→ Extracted data:

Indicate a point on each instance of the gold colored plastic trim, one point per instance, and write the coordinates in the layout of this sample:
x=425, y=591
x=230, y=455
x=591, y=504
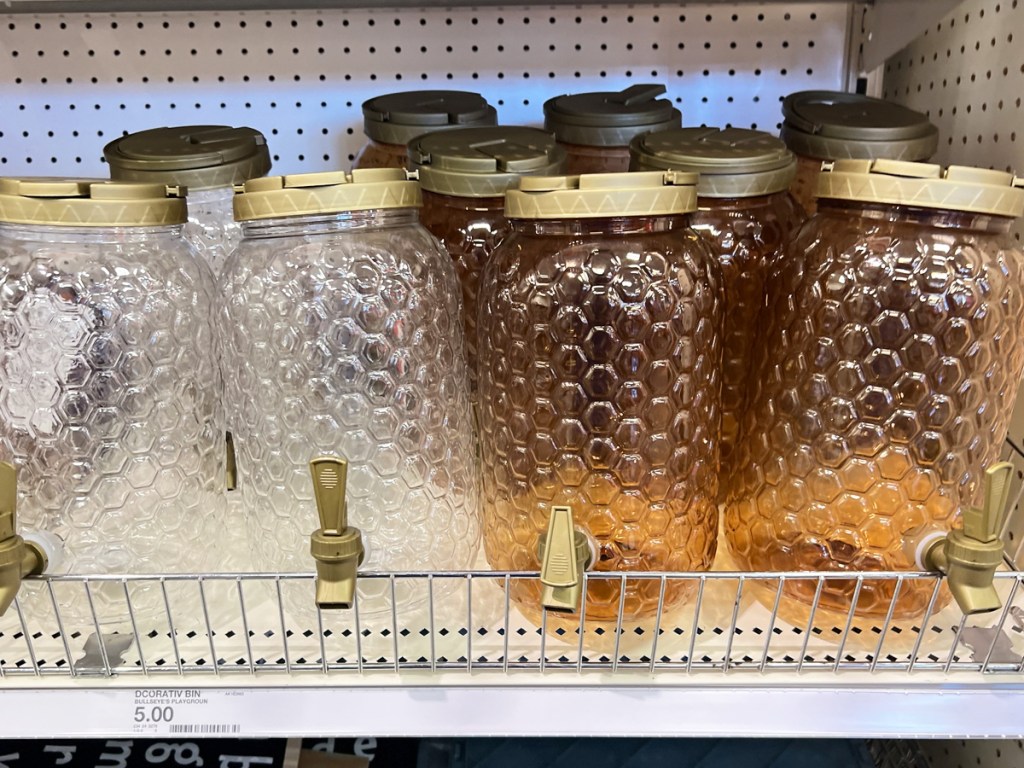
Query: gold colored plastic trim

→ Exercise task:
Reproduce the listing above exactly, excluding all pictures.

→ Response below:
Indicate a point on each instance of the gold colored plastic trim, one point per instance, and write the coordinates in the layout of this sample:
x=425, y=591
x=230, y=455
x=591, y=504
Query: gold colored plastic trim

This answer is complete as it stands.